Where does the string "frame" occur in the entries below? Copy every line where it does.

# DATA
###
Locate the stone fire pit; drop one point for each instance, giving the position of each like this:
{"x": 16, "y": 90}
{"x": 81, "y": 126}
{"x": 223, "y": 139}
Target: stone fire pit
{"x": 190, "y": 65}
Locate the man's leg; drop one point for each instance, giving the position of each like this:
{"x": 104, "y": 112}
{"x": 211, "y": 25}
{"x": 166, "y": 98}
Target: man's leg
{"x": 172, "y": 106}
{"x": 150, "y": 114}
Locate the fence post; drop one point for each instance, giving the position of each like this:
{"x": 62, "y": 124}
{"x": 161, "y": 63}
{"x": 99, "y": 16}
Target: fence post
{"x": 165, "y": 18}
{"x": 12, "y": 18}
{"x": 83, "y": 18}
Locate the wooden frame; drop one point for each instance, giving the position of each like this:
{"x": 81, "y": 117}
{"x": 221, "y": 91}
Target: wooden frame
###
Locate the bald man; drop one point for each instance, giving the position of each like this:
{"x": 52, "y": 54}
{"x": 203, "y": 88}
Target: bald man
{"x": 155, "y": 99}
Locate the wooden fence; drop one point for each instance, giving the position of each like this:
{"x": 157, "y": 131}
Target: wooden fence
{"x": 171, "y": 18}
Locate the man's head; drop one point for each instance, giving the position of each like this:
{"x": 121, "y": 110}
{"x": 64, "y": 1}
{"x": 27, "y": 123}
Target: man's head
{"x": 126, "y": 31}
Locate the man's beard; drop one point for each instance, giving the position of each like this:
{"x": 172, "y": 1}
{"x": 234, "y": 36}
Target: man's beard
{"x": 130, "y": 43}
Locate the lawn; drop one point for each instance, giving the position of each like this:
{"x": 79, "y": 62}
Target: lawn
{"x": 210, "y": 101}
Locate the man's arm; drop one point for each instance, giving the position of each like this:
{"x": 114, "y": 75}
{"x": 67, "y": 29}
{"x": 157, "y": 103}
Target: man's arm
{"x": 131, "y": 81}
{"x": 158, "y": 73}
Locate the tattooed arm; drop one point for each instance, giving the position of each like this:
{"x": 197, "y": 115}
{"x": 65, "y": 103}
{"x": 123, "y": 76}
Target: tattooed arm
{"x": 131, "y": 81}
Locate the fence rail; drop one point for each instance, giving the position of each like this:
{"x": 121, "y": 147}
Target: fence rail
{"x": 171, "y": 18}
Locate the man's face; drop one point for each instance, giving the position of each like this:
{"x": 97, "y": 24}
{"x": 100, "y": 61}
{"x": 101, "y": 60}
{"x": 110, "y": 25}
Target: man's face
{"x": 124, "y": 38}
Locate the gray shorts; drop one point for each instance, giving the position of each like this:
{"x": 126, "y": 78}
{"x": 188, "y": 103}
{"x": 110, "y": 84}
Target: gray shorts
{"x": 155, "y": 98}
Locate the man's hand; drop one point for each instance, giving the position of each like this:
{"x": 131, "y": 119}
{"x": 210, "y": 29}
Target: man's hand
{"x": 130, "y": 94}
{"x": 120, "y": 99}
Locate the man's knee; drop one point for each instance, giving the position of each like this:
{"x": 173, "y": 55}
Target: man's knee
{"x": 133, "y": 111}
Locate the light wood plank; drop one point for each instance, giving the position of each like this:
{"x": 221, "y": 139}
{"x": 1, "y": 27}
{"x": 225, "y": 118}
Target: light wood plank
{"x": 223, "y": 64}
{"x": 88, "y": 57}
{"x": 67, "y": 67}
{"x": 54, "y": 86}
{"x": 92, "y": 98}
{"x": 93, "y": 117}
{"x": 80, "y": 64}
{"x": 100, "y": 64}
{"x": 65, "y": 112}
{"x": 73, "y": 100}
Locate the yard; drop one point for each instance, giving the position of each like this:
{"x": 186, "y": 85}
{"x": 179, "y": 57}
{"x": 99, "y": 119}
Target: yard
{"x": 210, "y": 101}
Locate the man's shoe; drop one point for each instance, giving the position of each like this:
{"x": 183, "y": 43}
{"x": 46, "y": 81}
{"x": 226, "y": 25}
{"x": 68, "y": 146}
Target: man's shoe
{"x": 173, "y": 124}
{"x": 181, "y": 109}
###
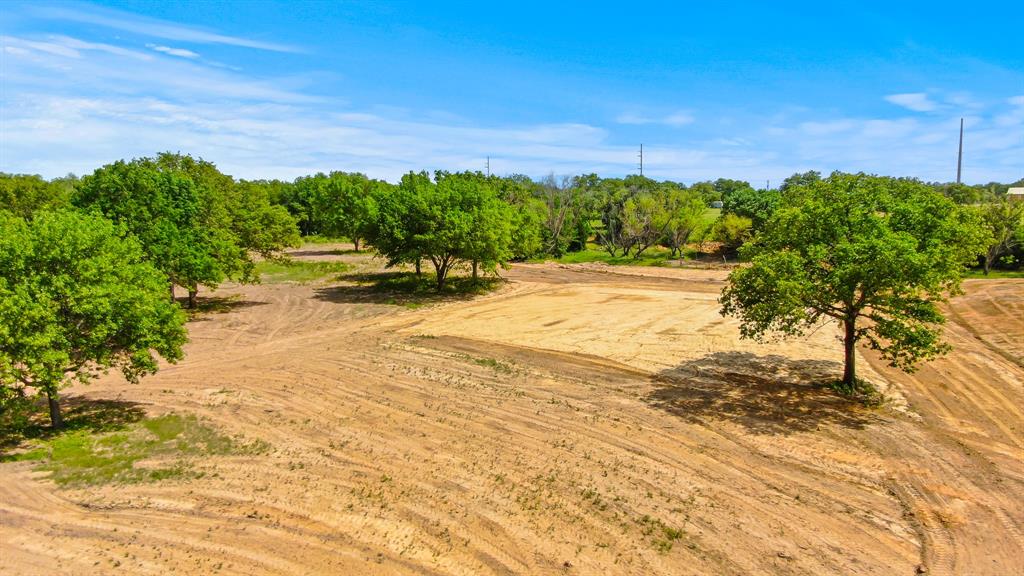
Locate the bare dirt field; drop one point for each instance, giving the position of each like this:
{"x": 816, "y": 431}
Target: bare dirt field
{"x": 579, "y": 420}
###
# YOUR RESPONSE
Locate the wooden frame; drop one point for each instance, giving the position of each like this:
Target: wooden frame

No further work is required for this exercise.